Dès lors, le fait que l'appelant n'a pas été invité par la collectivité territoriale à indiquer l'aide qu'il était susceptible d'apporter à son père au moment de l'examen de la demande d'aide sociale est sans emport sur la validité de l'action en récupération sur la succession.

L'appelant soutient que la créance dont le montant est réclamé à la succession est une créance alimentaire, qui aurait été du être fixée en présence des obligés alimentaires. Mais cette allégation se heurte au constat selon lequel la dette réclamée n'est pas une créance alimentaire mais une dette sociale. Le fait que le successeur éventuel du bénéficiaire n'a pas été informé de la possibilité d'une action à son encontre est sans emport sur la régularité de l'action de la collectivité territoriale (CE 25 avr. 2001, Garofalo, n°214252).

Dès lors, l'ensemble des arguments de l'appelant qui affirment que la collectivité territoriale aurait commis un abus de procédure, voir une faute intentionnelle en ne se rapprochant pas de lui au moment de l'attribution de l'aide sociale dans le but de pourvoir récupérer la créance de ce chef sur le patrimoine immobilier du bénéficiaire n'a pas lieu d'être examinée de façon plus approfondie par la cour. Ce constat conduit également à écarter en raison de son inopérance le moyen soutenant que les fautes ou les manquements de la collectivité territoriale auraient pour conséquence un cantonnement de la créance réclamée à la succession.

CONSIGNE 1 -> D'après l'extrait, de quelle nature est la dette réclamée à la succession ?
L'extrait et la liste n'ont aucun rapport entre eux.

LISTE FOURNIE ->
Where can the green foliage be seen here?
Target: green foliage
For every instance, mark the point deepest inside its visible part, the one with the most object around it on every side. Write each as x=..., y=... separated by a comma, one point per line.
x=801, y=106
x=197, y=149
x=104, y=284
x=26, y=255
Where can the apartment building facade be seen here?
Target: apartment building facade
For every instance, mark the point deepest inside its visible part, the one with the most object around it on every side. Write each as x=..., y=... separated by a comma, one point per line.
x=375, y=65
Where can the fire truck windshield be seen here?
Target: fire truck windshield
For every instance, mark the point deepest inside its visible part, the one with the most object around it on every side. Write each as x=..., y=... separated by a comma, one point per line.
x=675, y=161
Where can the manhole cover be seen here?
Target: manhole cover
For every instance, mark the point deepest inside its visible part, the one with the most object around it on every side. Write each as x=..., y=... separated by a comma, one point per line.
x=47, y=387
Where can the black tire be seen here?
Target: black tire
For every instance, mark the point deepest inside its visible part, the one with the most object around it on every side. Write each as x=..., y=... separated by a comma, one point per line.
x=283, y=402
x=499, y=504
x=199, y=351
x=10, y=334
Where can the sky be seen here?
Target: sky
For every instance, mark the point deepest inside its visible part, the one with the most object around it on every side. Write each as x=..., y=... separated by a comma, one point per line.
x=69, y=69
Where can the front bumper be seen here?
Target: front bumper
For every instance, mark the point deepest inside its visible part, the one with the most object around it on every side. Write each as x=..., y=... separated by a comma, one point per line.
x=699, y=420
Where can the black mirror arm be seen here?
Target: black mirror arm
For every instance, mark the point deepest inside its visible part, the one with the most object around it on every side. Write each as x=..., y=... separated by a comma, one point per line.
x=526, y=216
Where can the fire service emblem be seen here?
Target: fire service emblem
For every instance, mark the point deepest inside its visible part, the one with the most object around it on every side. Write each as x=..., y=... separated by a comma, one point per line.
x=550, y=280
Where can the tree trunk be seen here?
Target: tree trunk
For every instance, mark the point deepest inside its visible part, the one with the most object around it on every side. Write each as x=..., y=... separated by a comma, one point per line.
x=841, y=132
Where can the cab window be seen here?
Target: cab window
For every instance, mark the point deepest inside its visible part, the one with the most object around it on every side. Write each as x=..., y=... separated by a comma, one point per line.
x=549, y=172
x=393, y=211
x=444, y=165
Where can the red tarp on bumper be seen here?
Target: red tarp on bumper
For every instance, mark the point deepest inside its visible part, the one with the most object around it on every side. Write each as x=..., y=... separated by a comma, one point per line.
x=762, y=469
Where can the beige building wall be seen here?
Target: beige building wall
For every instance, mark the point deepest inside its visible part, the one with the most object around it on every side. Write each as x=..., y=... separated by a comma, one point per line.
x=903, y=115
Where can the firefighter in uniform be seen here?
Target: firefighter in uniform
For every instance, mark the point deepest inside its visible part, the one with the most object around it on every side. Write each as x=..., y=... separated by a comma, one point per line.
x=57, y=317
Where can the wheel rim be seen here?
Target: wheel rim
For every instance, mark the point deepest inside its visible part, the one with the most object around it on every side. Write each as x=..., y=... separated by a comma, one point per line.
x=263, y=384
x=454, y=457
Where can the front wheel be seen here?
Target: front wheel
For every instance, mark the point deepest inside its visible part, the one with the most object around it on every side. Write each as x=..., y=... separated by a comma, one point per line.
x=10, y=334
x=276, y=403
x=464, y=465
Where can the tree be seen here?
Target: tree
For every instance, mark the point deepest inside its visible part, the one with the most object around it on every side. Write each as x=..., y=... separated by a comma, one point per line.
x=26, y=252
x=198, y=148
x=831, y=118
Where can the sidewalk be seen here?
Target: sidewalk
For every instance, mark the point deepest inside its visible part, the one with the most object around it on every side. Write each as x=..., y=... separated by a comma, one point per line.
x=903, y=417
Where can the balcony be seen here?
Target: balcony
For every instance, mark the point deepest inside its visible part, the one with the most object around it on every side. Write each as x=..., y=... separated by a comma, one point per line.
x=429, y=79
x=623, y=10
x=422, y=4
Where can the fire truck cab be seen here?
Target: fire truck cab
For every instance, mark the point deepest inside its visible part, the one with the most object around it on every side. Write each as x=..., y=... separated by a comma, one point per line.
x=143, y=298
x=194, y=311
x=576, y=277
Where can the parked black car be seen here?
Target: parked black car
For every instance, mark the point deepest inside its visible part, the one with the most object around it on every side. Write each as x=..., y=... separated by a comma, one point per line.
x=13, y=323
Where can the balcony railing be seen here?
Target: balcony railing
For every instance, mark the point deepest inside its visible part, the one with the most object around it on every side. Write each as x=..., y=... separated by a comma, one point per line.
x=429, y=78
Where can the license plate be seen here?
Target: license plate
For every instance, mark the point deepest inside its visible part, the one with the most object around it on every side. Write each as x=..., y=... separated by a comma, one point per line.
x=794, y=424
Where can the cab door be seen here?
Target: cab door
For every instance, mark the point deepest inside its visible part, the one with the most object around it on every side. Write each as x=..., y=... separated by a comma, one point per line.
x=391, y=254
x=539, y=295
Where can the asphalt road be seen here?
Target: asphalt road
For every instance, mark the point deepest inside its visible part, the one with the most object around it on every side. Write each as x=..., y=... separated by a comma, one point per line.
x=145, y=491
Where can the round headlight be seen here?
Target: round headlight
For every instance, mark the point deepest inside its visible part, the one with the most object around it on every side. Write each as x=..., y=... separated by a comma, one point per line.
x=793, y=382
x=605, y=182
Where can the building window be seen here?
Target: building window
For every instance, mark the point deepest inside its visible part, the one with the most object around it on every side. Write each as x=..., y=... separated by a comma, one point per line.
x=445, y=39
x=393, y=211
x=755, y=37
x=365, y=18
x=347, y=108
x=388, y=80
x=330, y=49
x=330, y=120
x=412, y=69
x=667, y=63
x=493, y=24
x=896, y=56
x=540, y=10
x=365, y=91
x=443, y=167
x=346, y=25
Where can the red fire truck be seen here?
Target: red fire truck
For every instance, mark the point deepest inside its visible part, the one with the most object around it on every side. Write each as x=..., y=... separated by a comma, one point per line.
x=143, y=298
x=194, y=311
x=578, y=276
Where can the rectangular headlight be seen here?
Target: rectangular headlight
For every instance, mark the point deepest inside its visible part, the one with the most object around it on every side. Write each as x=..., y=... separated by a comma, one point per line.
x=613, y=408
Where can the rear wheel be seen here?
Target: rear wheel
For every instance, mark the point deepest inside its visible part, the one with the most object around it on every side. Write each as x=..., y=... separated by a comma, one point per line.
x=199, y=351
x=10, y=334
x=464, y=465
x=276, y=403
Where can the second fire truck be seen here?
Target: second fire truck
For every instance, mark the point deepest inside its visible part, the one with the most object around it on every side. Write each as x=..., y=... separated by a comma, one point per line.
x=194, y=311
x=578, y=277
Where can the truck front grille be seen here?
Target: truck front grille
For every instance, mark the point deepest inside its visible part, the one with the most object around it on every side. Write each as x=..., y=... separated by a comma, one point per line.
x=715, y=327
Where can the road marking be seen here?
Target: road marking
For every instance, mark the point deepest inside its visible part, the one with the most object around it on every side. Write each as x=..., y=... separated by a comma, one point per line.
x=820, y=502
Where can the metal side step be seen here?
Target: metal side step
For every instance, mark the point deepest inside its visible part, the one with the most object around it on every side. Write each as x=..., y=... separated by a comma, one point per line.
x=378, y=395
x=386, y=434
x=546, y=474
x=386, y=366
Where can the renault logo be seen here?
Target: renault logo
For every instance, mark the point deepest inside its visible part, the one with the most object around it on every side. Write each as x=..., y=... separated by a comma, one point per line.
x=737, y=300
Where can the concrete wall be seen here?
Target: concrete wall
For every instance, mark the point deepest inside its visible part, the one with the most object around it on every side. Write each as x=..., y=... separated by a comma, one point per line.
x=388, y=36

CONSIGNE 2 -> Dans la liste, reprends la partie qui commence à la ligne contenant « Where can the second fire truck be seen here? » et se termine à celle contenant « x=578, y=277 », en remplaçant « second fire truck » par « rear fire truck » sans rien changer d'autre. Ne redonne que ces lignes.

RÉPONSE COMPLÈTE 1 -> C'est une dette sociale, et non une créance alimentaire.

RÉPONSE COMPLÈTE 2 ->
Where can the rear fire truck be seen here?
Target: rear fire truck
For every instance, mark the point deepest inside its visible part, the one with the most object around it on every side. Write each as x=..., y=... separated by a comma, one point per line.
x=194, y=311
x=578, y=277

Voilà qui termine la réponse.